Source records:

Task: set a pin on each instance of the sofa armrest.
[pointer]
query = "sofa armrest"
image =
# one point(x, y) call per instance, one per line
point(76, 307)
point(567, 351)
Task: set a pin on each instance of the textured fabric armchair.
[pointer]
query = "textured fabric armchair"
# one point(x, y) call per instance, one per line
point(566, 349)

THE PROBLEM: Rewrite the lines above with "set a pin on" changed to "mark" everywhere it occurs, keeping all else unchanged.

OUTPUT FOR THIS TASK:
Task: mark each instance of the sofa armrest.
[pointer]
query = "sofa armrest"
image =
# one point(x, y) call per instance, one per line
point(76, 307)
point(567, 351)
Task: mark each instance of the textured fabric armchair.
[pointer]
query = "textured fabric armchair"
# one point(x, y) call per instance, one per line
point(566, 349)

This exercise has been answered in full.